SET PROBLEM
State how many lines in the entries below contain the string "Reviewer", counting only case-sensitive matches. Reply with the number alone.

LISTED ENTRIES
***
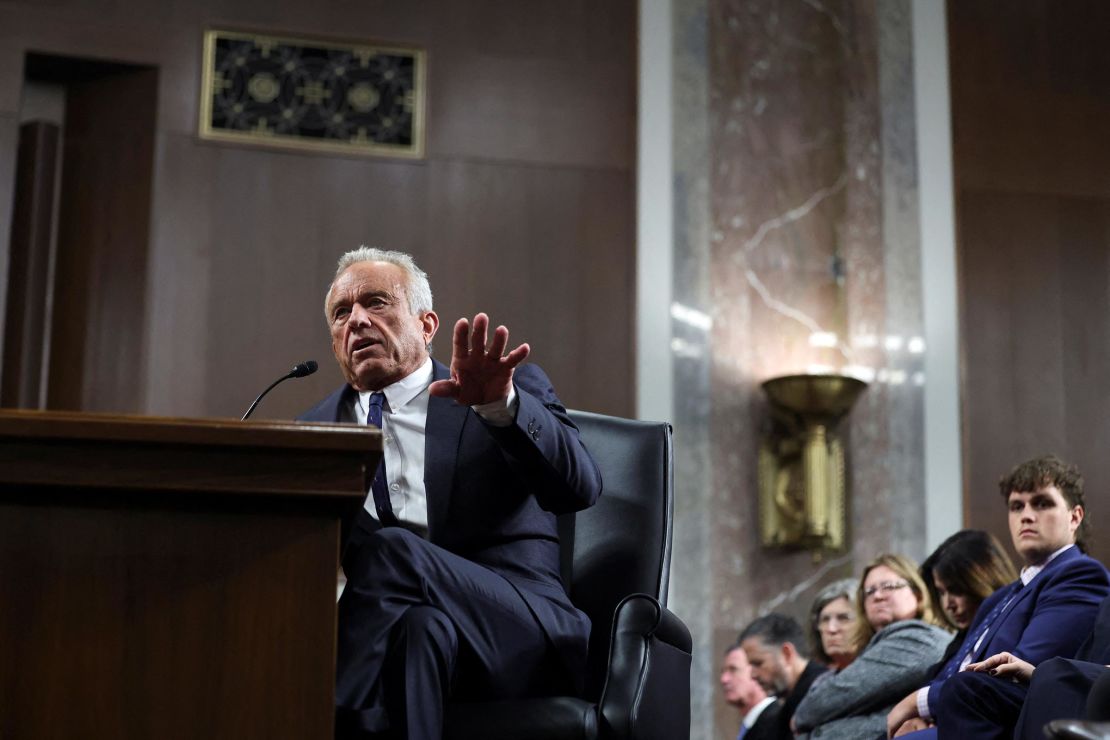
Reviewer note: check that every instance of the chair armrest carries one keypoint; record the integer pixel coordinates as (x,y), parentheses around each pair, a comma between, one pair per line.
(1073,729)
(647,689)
***
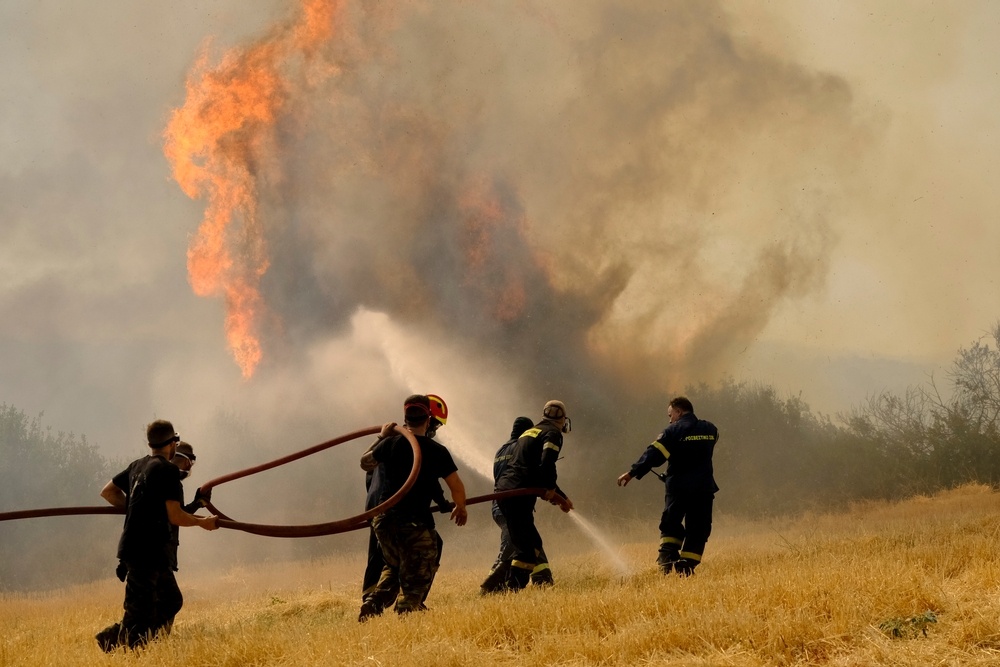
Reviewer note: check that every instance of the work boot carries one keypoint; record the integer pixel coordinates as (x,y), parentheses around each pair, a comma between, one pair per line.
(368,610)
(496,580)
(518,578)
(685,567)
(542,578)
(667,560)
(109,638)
***
ANSWER BELOW
2